# [WORK REQUEST]
Reproduce the passage from the excerpt on evolving finite-state machines verbatim, starting with "Since the introduction" and going on through "generate well-performing FSMs.".

# [EXCERPT]
************

Fogel *et al.* first developed evolutionary programming [6] and considered using it to evolve FSMs for time-series predictions [7]. Similar to their approach, we evolve FSMs using mutations and crossovers of state transition tables to find better machines. Holland furthered the application of evolutionary techniques by creating Genetic Algorithms (GAs), *i.e.*, a framework of genetic operations on populations of individuals [10].

Since the introduction of CUDA, many genetic algorithms have been accelerated using GPUs, in particular the fitness evaluation, which generally represents the overwhelming majority of the computation (also indicated by our results) [12]. However, to the best of our knowledge, there is no prior work on GPU acceleration of a genetic algorithm for determining good FSMs. The following three projects are the most similar to our work in that their goal is also to automatically generate well-performing FSMs.

Emer and Gloy introduced an algebraic-style notation to express state identification and feedback processes [4]. In

their genetic programming search, they represent individuals by a tree that consists of predictor, function, and terminal nodes. The predictors contain dedicated memory (used in dynamic predictions), size and index information as well as conditions for updating the state of the predictor (feedback process). Functions are internal relation operations such as XOR or SATUR (saturating add). Terminals handle the input and updates for each prediction problem. These nodes can be modified in the genetic programming process to evolve more sophisticated predictors. E.g., by performing a crossover they might combine one predictor's function with another predictor (with some constraints) or modify the size of memory allotted for that predictor. The result of the genetic programming search is the most successful predictors with the smallest misprediction ratio (fitness measure) as well as their configurations. Note that Emer and Gloy employ genetic programming to search for (arbitrarily complex) candidate predictors whereas we explore candidate transition tables of fixed-size bimodal FSMs.

Sherwood and Calder introduced an approach that automatically builds FSM predictors designed to find efficient  $n^{\text{th}}$ order Markov model FSMs for small design areas by analyzing profile information [18]. They do not use a genetic algorithm. Rather, they express sets of compact strings in form of regular expressions. By mapping these regular expressions to FSMs, the FSMs can identify the input strings of their corresponding language. A key difference between their work and ours is the use of an  $n^{\text{th}}$ -order Markov model compared to our genetic search. This results in the cost of having to maintain a Markov table for the history of probabilities. Moreover, much of their work is not directed towards performance, which is one of our key objectives.

************

# [INFORMATION GIVEN]
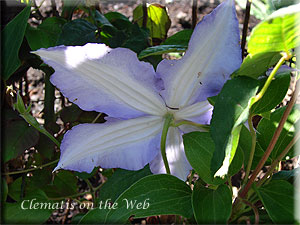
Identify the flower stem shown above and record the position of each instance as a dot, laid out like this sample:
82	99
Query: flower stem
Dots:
278	159
272	142
285	56
25	113
253	144
167	124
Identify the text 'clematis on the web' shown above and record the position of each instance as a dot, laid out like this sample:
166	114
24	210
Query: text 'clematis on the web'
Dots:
148	110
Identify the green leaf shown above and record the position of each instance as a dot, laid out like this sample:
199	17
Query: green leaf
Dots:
137	39
199	148
211	206
279	32
4	190
274	94
256	65
46	34
118	20
152	195
277	198
120	181
266	129
230	112
158	21
161	49
64	184
78	32
237	162
180	38
245	147
12	37
34	209
18	136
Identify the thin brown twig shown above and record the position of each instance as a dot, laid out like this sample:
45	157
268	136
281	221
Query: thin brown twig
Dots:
245	27
194	14
255	210
272	143
278	159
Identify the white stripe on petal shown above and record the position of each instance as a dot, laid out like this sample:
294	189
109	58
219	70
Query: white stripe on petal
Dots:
177	160
98	78
128	144
194	110
213	54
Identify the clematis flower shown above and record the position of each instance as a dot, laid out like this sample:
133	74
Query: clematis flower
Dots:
143	103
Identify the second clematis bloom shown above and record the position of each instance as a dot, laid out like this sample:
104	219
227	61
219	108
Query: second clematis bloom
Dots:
143	103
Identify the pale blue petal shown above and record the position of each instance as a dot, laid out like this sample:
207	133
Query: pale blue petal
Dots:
178	163
98	78
128	144
213	54
200	112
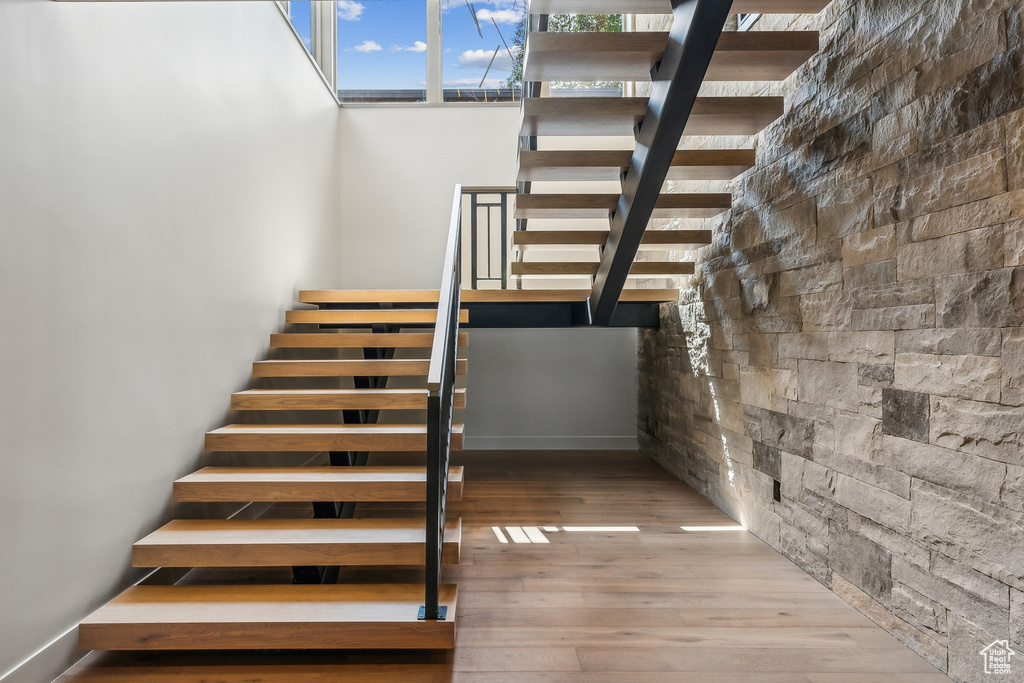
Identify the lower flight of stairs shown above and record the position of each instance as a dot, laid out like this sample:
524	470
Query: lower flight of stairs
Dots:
312	372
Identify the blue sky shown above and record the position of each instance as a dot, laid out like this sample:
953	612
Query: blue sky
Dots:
382	43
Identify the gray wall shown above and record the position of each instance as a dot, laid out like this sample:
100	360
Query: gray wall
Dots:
571	388
168	178
855	330
526	388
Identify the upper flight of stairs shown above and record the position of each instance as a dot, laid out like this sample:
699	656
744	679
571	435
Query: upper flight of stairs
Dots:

************

# [RESULT OF THIS EXERCISE]
Since the introduction of CUDA, many genetic algorithms have been accelerated using GPUs, in particular the fitness evaluation, which generally represents the overwhelming majority of the computation (also indicated by our results) [12]. However, to the best of our knowledge, there is no prior work on GPU acceleration of a genetic algorithm for determining good FSMs. The following three projects are the most similar to our work in that their goal is also to automatically generate well-performing FSMs.